* [What is needed] Would you return the lines between the one holding "Target: shaded leaf" and the one holding "compact like (61,112).", inclusive, and only those, exactly as they stand in the listing below?
··· Task data ···
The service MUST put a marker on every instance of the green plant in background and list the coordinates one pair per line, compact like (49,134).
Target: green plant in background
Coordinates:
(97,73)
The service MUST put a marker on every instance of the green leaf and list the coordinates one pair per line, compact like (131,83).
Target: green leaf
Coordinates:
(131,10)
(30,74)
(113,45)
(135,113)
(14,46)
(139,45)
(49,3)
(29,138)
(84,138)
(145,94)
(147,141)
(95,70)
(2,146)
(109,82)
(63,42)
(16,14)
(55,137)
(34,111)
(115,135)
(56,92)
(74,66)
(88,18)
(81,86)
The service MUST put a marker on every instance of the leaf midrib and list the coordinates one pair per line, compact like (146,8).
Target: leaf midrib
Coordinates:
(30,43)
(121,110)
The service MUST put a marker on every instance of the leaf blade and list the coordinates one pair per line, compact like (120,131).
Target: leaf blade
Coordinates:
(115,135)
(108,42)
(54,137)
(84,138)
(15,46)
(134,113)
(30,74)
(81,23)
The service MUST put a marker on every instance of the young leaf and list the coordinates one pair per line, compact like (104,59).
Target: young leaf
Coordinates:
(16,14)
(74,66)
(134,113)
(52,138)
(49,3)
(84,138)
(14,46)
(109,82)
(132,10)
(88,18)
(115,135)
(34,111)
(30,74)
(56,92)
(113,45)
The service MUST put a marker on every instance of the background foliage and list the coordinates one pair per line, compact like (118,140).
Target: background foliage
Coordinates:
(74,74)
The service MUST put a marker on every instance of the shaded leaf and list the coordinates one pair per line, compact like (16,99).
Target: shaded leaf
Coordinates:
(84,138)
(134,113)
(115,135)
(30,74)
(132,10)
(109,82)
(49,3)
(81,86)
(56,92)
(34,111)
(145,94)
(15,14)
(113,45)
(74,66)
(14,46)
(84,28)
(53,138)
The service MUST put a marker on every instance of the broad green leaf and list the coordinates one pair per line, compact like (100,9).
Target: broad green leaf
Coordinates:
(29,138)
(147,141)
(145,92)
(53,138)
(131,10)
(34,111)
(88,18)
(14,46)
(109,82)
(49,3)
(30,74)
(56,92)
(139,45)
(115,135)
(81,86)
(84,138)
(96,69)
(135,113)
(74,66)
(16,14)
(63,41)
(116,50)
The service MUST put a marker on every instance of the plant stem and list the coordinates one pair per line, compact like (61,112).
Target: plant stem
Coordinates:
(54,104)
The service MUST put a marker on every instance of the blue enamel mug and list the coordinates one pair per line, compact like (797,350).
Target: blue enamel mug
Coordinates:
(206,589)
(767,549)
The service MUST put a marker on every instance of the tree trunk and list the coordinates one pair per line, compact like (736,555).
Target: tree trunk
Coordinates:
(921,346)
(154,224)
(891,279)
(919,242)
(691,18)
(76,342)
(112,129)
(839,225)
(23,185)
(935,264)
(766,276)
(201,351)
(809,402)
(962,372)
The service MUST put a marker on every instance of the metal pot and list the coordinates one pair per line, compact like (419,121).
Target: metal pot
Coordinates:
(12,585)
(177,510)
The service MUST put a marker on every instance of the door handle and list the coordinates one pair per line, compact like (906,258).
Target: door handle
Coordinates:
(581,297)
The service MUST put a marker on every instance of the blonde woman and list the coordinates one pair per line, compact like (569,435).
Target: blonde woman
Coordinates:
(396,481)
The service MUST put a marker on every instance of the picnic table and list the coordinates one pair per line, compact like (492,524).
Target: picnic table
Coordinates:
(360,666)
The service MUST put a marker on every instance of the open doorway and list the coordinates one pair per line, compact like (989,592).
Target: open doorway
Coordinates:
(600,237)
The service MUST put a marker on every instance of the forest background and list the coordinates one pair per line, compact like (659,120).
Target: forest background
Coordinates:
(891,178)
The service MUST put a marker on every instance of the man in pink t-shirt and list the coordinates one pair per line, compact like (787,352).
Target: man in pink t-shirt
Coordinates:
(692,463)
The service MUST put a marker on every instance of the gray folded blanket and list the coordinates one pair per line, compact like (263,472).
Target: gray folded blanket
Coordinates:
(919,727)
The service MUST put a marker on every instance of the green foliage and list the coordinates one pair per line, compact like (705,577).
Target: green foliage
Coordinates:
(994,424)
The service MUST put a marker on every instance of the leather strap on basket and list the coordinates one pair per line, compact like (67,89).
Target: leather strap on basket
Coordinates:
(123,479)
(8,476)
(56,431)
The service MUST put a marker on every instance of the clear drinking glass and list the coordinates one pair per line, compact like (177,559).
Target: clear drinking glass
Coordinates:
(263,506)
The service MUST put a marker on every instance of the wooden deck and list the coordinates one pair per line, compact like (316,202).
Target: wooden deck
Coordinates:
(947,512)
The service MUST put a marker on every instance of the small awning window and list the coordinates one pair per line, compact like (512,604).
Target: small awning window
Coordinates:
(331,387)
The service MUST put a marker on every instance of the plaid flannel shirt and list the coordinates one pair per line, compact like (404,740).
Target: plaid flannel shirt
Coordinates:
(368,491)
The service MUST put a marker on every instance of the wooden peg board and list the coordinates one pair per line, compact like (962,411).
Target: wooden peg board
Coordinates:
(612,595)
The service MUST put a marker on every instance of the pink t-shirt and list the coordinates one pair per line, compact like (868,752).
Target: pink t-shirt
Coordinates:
···
* [Response for this exercise]
Target: shaded leaf
Coordinates:
(84,138)
(134,113)
(115,135)
(30,74)
(132,10)
(109,82)
(49,3)
(81,86)
(56,92)
(34,111)
(145,94)
(15,14)
(113,45)
(74,66)
(14,46)
(84,28)
(53,138)
The service MUST put a marker on every instance of the broad green leaf and list the coordinates one pair per line, compact like (100,9).
Target: broad green leaf
Coordinates:
(29,138)
(147,141)
(145,92)
(53,138)
(131,10)
(34,111)
(88,18)
(14,46)
(109,82)
(49,3)
(30,74)
(56,92)
(139,45)
(115,135)
(81,86)
(84,138)
(96,69)
(135,113)
(74,66)
(16,14)
(63,41)
(116,50)
The service MUST put a marker on every instance of the plant stem and list the coordinates one pair per line, compact like (61,112).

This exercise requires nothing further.